■ Task to complete ■
Every record below must come back exactly as written, with the images dropped.

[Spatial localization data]
--------------------
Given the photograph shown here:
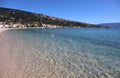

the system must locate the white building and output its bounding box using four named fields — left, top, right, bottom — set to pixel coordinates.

left=12, top=24, right=19, bottom=28
left=4, top=24, right=9, bottom=28
left=0, top=22, right=4, bottom=28
left=0, top=24, right=3, bottom=28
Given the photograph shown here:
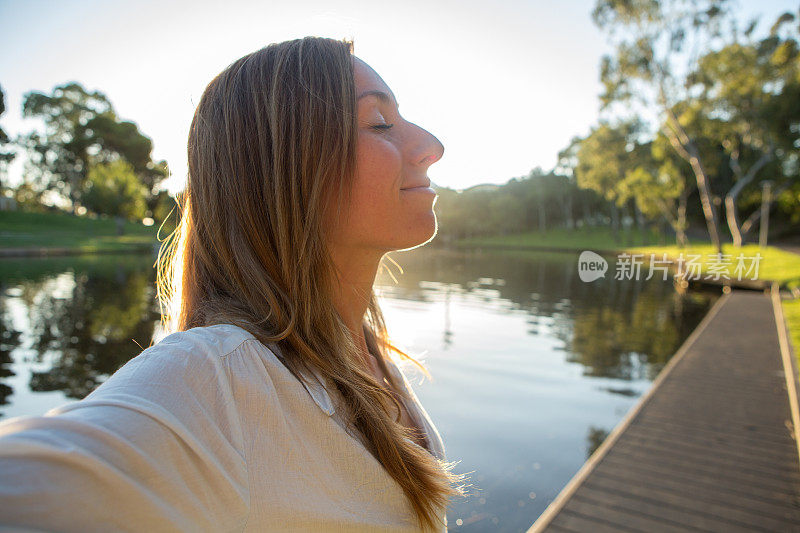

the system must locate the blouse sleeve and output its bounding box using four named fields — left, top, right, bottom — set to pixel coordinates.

left=0, top=335, right=250, bottom=533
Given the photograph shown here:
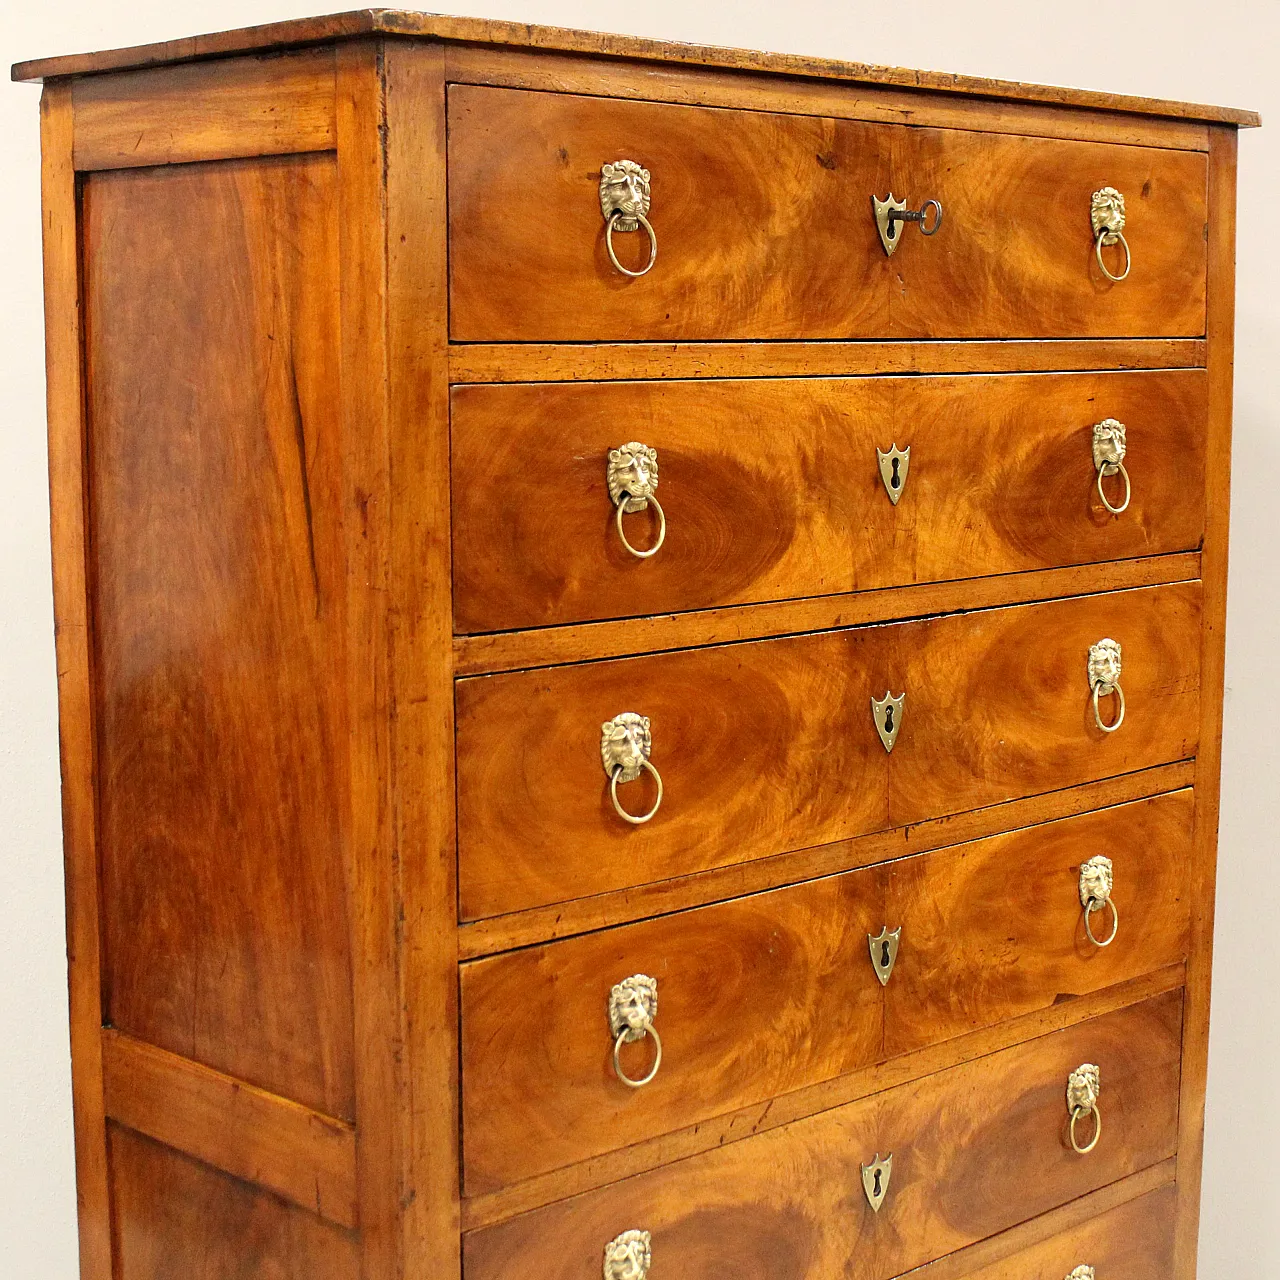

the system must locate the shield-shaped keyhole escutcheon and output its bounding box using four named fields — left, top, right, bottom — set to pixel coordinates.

left=872, top=691, right=905, bottom=753
left=868, top=925, right=901, bottom=986
left=861, top=1153, right=893, bottom=1213
left=877, top=444, right=911, bottom=505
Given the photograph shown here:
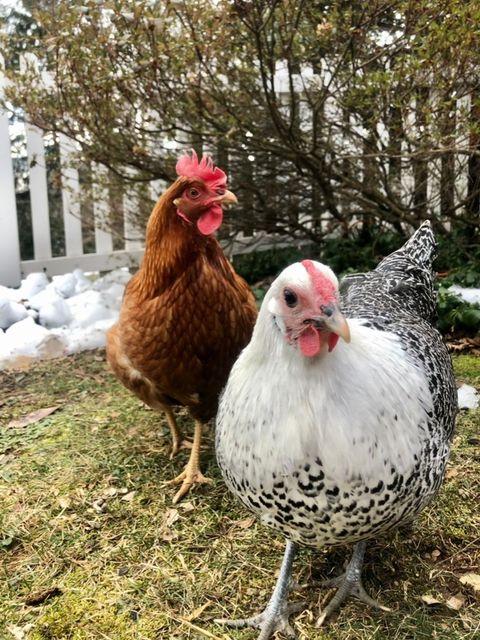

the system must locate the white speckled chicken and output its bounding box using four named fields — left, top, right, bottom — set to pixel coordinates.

left=215, top=222, right=457, bottom=638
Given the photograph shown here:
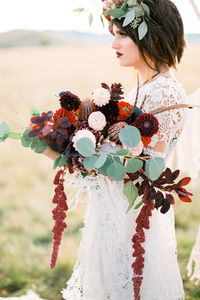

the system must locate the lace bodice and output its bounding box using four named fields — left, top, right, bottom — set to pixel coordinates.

left=126, top=76, right=187, bottom=160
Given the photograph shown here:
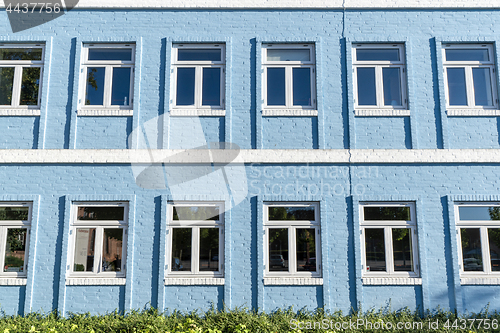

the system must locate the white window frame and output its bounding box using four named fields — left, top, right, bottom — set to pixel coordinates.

left=456, top=202, right=500, bottom=278
left=68, top=202, right=128, bottom=279
left=352, top=43, right=408, bottom=110
left=0, top=44, right=44, bottom=110
left=166, top=202, right=224, bottom=278
left=264, top=202, right=321, bottom=278
left=360, top=202, right=419, bottom=278
left=442, top=44, right=498, bottom=109
left=79, top=43, right=135, bottom=110
left=171, top=44, right=225, bottom=110
left=262, top=44, right=316, bottom=110
left=0, top=202, right=31, bottom=278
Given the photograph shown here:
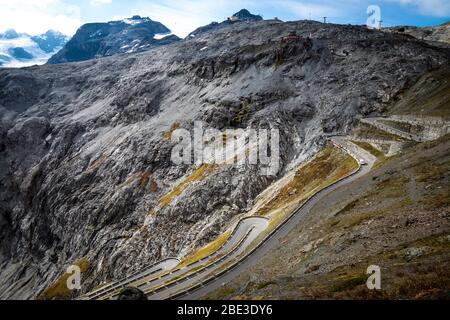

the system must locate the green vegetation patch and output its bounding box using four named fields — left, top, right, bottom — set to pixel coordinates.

left=207, top=286, right=238, bottom=299
left=256, top=281, right=277, bottom=290
left=331, top=274, right=366, bottom=292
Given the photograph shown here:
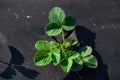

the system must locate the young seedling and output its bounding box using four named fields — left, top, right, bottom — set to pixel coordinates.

left=34, top=7, right=98, bottom=72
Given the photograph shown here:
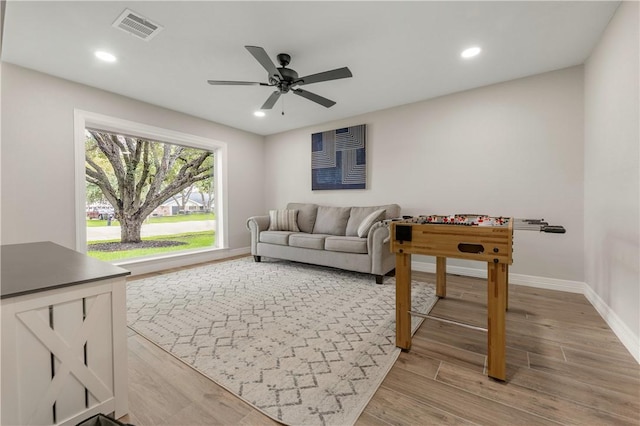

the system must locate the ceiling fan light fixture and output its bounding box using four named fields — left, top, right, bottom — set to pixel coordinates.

left=253, top=111, right=266, bottom=117
left=461, top=46, right=482, bottom=59
left=95, top=51, right=117, bottom=62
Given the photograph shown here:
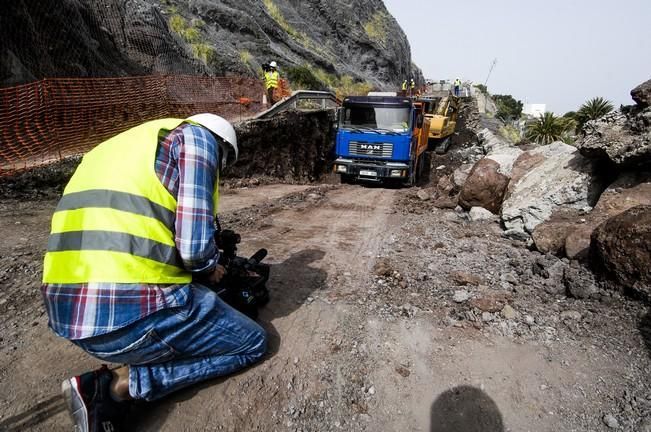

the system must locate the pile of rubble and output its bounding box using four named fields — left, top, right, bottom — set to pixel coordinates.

left=356, top=206, right=651, bottom=430
left=409, top=78, right=651, bottom=300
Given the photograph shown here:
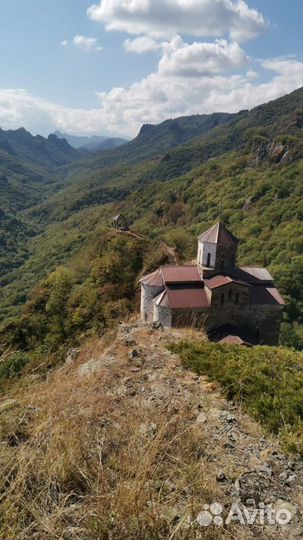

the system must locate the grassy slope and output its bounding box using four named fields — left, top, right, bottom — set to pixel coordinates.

left=170, top=341, right=303, bottom=455
left=0, top=127, right=81, bottom=168
left=1, top=323, right=302, bottom=540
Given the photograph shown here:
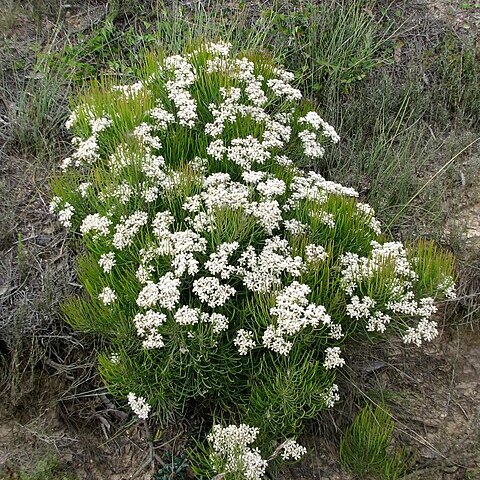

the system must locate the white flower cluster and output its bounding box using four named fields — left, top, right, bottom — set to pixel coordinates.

left=284, top=219, right=308, bottom=235
left=346, top=295, right=376, bottom=320
left=205, top=242, right=239, bottom=279
left=113, top=211, right=149, bottom=250
left=279, top=439, right=307, bottom=461
left=134, top=122, right=162, bottom=150
left=99, top=252, right=116, bottom=273
left=323, top=346, right=345, bottom=370
left=137, top=272, right=181, bottom=310
left=163, top=54, right=197, bottom=127
left=63, top=109, right=112, bottom=169
left=437, top=275, right=456, bottom=299
left=234, top=329, right=256, bottom=355
left=172, top=306, right=229, bottom=333
left=298, top=111, right=340, bottom=144
left=50, top=198, right=75, bottom=228
left=237, top=237, right=304, bottom=293
left=112, top=81, right=145, bottom=99
left=340, top=242, right=417, bottom=296
left=263, top=282, right=341, bottom=355
left=305, top=244, right=328, bottom=263
left=298, top=130, right=325, bottom=159
left=77, top=181, right=91, bottom=197
left=340, top=240, right=445, bottom=343
left=321, top=383, right=340, bottom=408
left=80, top=213, right=111, bottom=238
left=98, top=286, right=116, bottom=306
left=356, top=202, right=382, bottom=235
left=133, top=310, right=166, bottom=349
left=207, top=424, right=268, bottom=480
left=193, top=276, right=236, bottom=308
left=127, top=392, right=151, bottom=419
left=148, top=103, right=175, bottom=129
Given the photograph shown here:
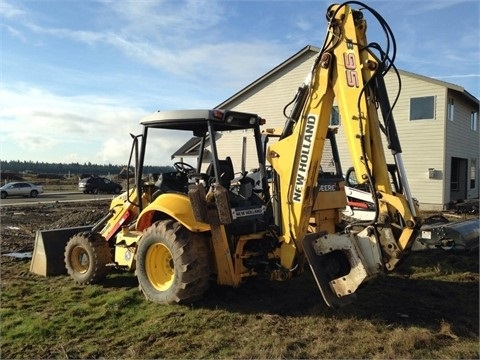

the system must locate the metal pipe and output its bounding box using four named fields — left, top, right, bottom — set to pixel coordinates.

left=394, top=153, right=417, bottom=217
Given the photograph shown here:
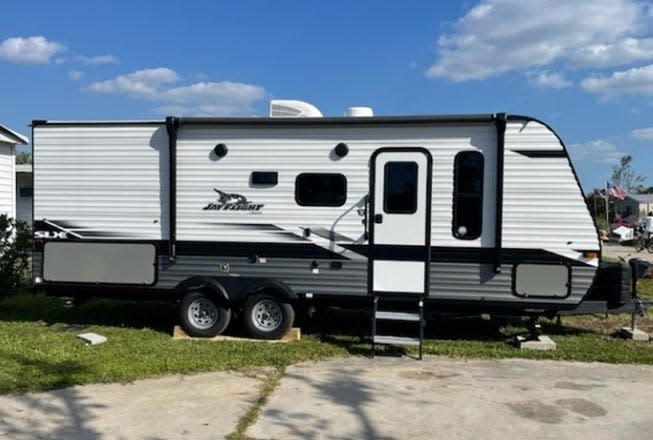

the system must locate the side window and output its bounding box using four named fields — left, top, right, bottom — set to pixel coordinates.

left=453, top=151, right=484, bottom=239
left=384, top=162, right=418, bottom=214
left=295, top=173, right=347, bottom=206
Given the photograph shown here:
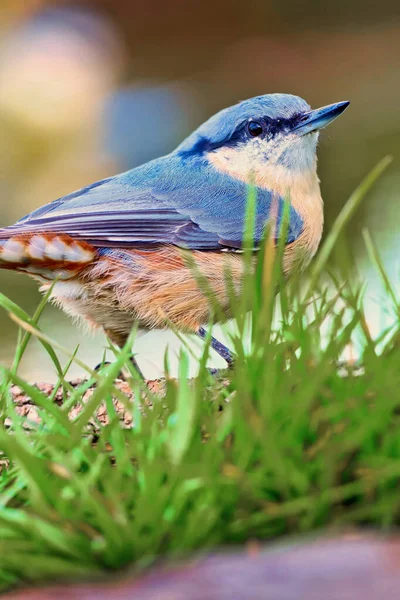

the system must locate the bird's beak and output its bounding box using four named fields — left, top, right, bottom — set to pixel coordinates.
--------------------
■ Answer for the task ■
Given the photograph shown here:

the system must locate the white building and output its bounding box using four named fields — left, top, right, bottom — set to pixel coordinates.

left=12, top=24, right=19, bottom=28
left=4, top=24, right=9, bottom=28
left=0, top=22, right=4, bottom=28
left=0, top=24, right=3, bottom=28
Given the photograph shown here:

the system must locate the blouse sleeve and output its bounding box using four named fields — left, top, right, bottom — set to pixel coordinates.

left=0, top=335, right=250, bottom=533
Given the photograph shown here:

the system must locate the shield-shaped keyhole escutcheon and output its bounding box using four named fields — left, top, right, bottom — set to pixel coordinates.

left=872, top=691, right=905, bottom=753
left=868, top=925, right=901, bottom=986
left=861, top=1153, right=893, bottom=1213
left=877, top=444, right=911, bottom=505
Given the photograph shown here:

the system must locate the white speckled chicken and output its bounding box using four named fields — left, top, right, bottom — set to pixel coordinates.

left=215, top=222, right=457, bottom=638
Given the photograph shown here:

the system must locate the lace bodice and output its bounding box using four named fields — left, top, right, bottom — set to pixel coordinates.

left=126, top=76, right=187, bottom=160
Given the photograph shown here:

the system must locate the white window frame and output its bounding box using four named fields — left, top, right, bottom — set to pixel coordinates.

left=456, top=202, right=500, bottom=278
left=68, top=202, right=128, bottom=279
left=352, top=43, right=408, bottom=110
left=0, top=44, right=44, bottom=110
left=166, top=202, right=224, bottom=278
left=264, top=202, right=321, bottom=278
left=360, top=202, right=419, bottom=278
left=442, top=44, right=498, bottom=109
left=79, top=43, right=135, bottom=110
left=171, top=44, right=225, bottom=110
left=262, top=44, right=316, bottom=110
left=0, top=202, right=31, bottom=278
Given the photograph shown here:

the system must locate the green vegetation patch and output its bounding box using four named fields — left, top, right, bottom — set to pixel coordinates.

left=207, top=286, right=238, bottom=299
left=256, top=281, right=277, bottom=290
left=331, top=274, right=366, bottom=292
Given the photograph shown here:

the system must locate the young seedling and output its bounding box using four named fields — left, top, right, bottom — set to pixel coordinates.

left=34, top=7, right=98, bottom=72
Given the photograph shown here:

the system must locate the ceiling fan light fixture and output its bounding box using four named fields — left, top, right, bottom — set to pixel coordinates.

left=253, top=111, right=266, bottom=117
left=461, top=46, right=482, bottom=59
left=95, top=51, right=117, bottom=62
Given the photograph shown here:

the system must locate the pile of rubble and output its bounding box using four named fields — left, top, right, bottom — set to pixel coordinates.

left=356, top=206, right=651, bottom=430
left=409, top=78, right=651, bottom=300
Given the photograph shown here:

the system must locate the grassy slope and output its bounding box using four named fields — left, top, right, bottom — set to pixel coordinates.

left=170, top=341, right=303, bottom=455
left=0, top=127, right=81, bottom=168
left=1, top=323, right=302, bottom=540
Given the photograph shown here:

the system must locate the white flower cluster and output its bounding box using four named fields — left, top, right, bottom — set to pixel coordinates.

left=284, top=219, right=308, bottom=235
left=346, top=295, right=376, bottom=320
left=205, top=242, right=239, bottom=279
left=113, top=211, right=149, bottom=250
left=279, top=439, right=307, bottom=461
left=134, top=122, right=162, bottom=150
left=99, top=252, right=116, bottom=273
left=323, top=346, right=345, bottom=370
left=137, top=272, right=181, bottom=310
left=163, top=54, right=197, bottom=127
left=63, top=109, right=112, bottom=169
left=437, top=275, right=456, bottom=299
left=234, top=329, right=256, bottom=355
left=172, top=306, right=229, bottom=333
left=298, top=111, right=340, bottom=144
left=50, top=198, right=75, bottom=228
left=237, top=237, right=304, bottom=293
left=112, top=81, right=145, bottom=99
left=340, top=242, right=417, bottom=296
left=263, top=282, right=341, bottom=355
left=305, top=244, right=328, bottom=263
left=298, top=130, right=325, bottom=159
left=77, top=181, right=91, bottom=197
left=340, top=240, right=445, bottom=343
left=321, top=383, right=340, bottom=408
left=80, top=213, right=111, bottom=238
left=98, top=286, right=116, bottom=306
left=356, top=202, right=382, bottom=235
left=133, top=310, right=166, bottom=349
left=207, top=424, right=268, bottom=480
left=193, top=276, right=236, bottom=308
left=127, top=392, right=151, bottom=419
left=148, top=103, right=175, bottom=129
Given the photograph shown here:

the system must locate the metal pipe and output its bounding box using four named fields — left, top, right, bottom — set to pixel coordinates.

left=394, top=153, right=417, bottom=217
Given the photograph shown here:

the system must locate the side window and output its bounding box using four named fields — left, top, right, bottom — set to pixel coordinates.

left=453, top=151, right=484, bottom=239
left=384, top=162, right=418, bottom=214
left=295, top=173, right=347, bottom=206
Given the photograph shown here:

the system must locate the bird's beak and output its bounding box using four named fields — left, top, right, bottom — set to pixel coordinates.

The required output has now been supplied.